[Stored items from a collection]
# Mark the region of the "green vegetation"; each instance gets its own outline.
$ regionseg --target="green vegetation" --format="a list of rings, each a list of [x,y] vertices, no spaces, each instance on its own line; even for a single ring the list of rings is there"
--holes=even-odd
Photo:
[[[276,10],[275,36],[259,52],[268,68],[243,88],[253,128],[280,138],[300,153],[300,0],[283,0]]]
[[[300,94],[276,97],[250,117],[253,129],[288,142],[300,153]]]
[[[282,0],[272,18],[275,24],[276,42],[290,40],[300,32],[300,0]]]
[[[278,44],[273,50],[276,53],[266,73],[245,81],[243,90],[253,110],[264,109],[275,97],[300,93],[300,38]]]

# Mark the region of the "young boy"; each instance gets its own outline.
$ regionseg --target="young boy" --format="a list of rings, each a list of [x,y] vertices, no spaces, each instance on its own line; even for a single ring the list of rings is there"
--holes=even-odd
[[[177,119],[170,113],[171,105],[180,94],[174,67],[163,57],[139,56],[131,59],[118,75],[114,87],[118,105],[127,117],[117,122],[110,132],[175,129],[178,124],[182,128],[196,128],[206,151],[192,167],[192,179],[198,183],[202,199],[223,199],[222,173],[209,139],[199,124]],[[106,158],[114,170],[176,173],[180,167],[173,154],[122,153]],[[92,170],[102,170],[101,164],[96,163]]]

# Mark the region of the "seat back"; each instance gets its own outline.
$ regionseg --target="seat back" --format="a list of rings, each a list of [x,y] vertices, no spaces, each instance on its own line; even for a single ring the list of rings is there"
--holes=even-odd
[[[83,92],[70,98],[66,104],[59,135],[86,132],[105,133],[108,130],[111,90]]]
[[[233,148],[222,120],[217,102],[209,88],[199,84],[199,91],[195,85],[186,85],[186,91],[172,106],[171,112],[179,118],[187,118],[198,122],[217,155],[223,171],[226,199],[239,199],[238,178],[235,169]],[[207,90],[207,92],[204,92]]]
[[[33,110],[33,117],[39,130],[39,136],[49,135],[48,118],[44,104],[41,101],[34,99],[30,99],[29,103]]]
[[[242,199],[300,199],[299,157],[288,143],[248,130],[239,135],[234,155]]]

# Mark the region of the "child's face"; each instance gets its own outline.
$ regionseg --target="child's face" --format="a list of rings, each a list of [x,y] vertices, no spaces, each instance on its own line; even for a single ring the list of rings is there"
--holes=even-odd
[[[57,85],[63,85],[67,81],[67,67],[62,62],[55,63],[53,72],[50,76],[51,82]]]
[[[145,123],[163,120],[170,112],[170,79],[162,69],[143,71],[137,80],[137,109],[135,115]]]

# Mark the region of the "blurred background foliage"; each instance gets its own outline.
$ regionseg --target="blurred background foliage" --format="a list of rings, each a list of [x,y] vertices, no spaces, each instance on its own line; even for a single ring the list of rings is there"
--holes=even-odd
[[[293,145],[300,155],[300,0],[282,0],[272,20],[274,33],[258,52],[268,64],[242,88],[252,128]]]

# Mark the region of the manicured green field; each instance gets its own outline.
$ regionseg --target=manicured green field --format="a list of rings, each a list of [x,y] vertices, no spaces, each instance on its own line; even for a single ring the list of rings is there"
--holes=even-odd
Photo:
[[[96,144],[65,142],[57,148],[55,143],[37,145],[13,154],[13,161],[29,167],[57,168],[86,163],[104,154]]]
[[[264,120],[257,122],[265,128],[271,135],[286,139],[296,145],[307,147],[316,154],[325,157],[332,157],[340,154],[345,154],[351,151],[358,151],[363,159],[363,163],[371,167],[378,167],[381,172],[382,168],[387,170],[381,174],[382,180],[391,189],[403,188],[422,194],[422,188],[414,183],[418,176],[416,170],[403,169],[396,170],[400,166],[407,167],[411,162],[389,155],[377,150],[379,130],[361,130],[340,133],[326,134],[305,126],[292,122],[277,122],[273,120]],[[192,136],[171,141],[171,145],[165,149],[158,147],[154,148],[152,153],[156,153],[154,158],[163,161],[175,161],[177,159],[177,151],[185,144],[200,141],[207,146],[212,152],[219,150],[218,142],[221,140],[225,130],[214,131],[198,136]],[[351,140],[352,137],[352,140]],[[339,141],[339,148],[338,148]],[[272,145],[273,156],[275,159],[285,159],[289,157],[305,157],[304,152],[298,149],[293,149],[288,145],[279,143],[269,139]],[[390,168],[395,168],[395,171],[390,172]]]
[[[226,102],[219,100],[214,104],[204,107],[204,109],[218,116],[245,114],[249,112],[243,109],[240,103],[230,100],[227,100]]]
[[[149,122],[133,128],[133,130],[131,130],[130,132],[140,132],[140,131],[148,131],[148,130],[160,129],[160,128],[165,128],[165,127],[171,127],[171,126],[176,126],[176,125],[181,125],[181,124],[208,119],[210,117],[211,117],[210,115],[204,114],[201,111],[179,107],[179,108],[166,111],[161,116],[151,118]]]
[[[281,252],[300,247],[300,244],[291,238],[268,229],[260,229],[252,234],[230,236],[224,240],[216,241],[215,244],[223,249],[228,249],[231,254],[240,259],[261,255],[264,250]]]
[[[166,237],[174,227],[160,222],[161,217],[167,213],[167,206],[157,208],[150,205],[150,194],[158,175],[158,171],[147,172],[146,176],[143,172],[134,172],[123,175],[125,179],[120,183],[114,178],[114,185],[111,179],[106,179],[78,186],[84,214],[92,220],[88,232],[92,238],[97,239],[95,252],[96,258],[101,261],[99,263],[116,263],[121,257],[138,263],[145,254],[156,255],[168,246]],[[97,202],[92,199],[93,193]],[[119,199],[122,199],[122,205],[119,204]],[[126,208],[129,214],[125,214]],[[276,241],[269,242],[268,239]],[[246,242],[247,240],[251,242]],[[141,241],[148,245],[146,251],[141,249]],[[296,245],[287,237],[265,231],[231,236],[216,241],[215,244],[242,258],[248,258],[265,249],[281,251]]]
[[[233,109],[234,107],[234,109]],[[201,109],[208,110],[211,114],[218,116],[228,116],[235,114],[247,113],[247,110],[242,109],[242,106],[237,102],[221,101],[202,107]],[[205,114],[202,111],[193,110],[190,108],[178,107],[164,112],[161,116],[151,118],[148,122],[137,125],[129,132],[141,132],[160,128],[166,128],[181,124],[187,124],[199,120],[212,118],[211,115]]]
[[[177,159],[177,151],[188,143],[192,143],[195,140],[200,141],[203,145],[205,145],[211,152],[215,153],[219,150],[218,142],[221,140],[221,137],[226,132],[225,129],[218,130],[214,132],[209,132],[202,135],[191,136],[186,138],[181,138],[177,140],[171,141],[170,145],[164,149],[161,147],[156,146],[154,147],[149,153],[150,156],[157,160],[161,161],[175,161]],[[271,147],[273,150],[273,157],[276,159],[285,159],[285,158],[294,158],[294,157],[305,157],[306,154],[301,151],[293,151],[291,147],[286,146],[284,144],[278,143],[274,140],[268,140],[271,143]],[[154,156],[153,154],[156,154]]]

TASK OBJECTIVE:
Gather each line in these records that contains the string "child".

ANSWER BOX:
# Mark the region of the "child's face"; each instance gets its own outline.
$ regionseg --target="child's face" --format="a list of rings, each a list of [x,y] vertices, no spaces, each instance on its own line; even for a single ring the list of rings is there"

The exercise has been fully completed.